Point labeling dataset excerpts:

+++

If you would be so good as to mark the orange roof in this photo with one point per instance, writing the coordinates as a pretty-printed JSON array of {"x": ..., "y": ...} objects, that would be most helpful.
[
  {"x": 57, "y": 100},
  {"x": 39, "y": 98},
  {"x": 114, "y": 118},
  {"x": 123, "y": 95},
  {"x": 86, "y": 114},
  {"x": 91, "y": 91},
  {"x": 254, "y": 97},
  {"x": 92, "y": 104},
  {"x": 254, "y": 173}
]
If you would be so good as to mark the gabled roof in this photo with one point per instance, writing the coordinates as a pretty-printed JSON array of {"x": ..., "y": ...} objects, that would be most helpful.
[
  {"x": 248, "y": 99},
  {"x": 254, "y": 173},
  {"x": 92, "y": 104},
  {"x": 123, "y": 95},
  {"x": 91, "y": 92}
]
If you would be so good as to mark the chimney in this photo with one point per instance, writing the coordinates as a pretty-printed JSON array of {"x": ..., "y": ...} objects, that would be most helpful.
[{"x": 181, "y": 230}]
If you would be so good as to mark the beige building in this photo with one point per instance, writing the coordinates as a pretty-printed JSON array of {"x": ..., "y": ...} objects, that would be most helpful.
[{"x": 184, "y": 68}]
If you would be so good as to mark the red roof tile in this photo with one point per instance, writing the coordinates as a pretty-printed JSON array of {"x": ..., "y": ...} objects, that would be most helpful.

+++

Problem requirements – Scale the stretch from the line containing "If you would be so good as to mark the gabled" through the end of the lines. Reproduce every line there in full, requests included, but multiply each x and y coordinate in the answers by 1.35 and round to the nearest whole number, with halves rounded up.

Task output –
If you would be so good as to mark the gabled roof in this photo with one point per instance, writing the coordinates as a pretty-printed JSON array of {"x": ..., "y": ...} objects, that would be most helpful.
[
  {"x": 335, "y": 134},
  {"x": 343, "y": 234},
  {"x": 124, "y": 140},
  {"x": 166, "y": 128},
  {"x": 123, "y": 124}
]
If you would be so good as to mark the chimney in this photo with one point per instance, writing the coordinates as a pretty-printed JSON array of {"x": ..., "y": ...} objects, that would be most helpful.
[{"x": 244, "y": 311}]
If you would be so good as to mark the beige building in this photo with one point per instance, writing the coordinates as a pretty-printed JSON array of {"x": ..., "y": ...} objects, that would be most helpful.
[{"x": 248, "y": 92}]
If you would be so good as to mark the red roof tile in this photo with one point per instance, writing the coordinates as a pretty-printed JSON array of {"x": ..., "y": ...} objects, that would be most helpful.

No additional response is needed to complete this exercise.